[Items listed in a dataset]
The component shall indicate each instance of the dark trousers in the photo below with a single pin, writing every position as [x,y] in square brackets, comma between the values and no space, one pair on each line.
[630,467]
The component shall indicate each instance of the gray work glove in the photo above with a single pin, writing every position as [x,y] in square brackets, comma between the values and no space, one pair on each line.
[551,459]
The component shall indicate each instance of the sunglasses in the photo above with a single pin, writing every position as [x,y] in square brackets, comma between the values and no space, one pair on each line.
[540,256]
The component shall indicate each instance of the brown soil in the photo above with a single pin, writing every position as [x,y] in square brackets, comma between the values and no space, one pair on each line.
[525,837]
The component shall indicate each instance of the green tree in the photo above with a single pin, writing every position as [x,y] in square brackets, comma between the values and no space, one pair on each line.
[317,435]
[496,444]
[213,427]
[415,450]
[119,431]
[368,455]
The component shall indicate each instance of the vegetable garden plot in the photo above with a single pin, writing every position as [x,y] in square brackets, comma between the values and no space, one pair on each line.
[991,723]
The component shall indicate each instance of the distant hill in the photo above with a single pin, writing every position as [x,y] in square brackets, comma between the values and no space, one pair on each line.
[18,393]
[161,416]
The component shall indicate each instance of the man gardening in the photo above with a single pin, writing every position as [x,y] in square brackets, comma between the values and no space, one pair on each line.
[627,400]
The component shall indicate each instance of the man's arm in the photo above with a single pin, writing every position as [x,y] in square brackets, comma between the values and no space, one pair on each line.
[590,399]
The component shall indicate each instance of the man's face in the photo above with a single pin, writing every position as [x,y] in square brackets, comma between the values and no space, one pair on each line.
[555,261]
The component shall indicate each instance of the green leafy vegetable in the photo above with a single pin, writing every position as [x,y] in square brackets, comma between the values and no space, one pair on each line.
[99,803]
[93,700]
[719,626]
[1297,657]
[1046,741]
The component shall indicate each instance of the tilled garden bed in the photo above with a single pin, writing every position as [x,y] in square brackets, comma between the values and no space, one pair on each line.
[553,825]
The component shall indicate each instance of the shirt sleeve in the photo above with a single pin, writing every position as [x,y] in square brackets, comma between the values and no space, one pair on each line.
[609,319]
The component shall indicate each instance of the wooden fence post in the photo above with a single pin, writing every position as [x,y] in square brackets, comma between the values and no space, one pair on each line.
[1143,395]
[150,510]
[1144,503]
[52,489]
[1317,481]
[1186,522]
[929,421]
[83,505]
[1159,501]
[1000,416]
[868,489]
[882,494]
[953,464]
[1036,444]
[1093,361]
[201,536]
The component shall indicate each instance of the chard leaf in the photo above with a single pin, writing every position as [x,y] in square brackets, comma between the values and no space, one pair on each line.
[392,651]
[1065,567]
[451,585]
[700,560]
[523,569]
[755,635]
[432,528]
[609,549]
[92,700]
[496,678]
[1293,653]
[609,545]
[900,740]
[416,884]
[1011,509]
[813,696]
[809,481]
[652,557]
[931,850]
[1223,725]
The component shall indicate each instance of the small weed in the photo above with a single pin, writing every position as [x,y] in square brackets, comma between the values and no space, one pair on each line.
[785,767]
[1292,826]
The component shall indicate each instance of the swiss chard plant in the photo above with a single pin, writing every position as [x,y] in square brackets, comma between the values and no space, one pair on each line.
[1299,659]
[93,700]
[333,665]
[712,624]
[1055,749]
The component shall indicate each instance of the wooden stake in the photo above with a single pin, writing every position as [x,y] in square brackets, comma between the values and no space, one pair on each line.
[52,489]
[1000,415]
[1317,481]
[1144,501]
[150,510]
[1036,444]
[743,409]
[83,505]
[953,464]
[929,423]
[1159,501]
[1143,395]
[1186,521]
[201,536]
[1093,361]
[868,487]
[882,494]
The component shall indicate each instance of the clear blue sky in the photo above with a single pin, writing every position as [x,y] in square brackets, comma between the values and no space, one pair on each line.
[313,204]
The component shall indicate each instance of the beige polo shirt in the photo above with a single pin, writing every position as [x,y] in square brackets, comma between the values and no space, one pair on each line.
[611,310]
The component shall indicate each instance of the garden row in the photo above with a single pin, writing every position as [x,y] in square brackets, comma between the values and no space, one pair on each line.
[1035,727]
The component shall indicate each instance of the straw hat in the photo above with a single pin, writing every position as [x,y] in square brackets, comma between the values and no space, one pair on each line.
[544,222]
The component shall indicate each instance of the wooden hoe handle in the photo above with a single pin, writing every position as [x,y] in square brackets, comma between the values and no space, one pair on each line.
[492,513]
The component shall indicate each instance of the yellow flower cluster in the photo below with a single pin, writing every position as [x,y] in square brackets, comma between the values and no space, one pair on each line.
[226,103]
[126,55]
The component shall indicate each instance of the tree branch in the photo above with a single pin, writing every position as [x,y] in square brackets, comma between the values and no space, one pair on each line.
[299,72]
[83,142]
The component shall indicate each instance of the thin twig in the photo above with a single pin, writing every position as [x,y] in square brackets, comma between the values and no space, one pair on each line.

§ Task requirements:
Starting at the line that contains "The component shall indicate each instance of the tree", retype each line through the last one in the records, both included, and add nothing.

§ Answer to the problem:
The component shall indicate each instance of the tree branch in the photo above with a single pin, writing every position as [x,y] in square brackets, comma between the values and no space, one pair on each line.
[299,72]
[83,142]
The component shall indicate each instance of the thin twig in the photo above with a single pin, writing every position as [x,y] in square brackets, comma between the values and no space, one pair on each line.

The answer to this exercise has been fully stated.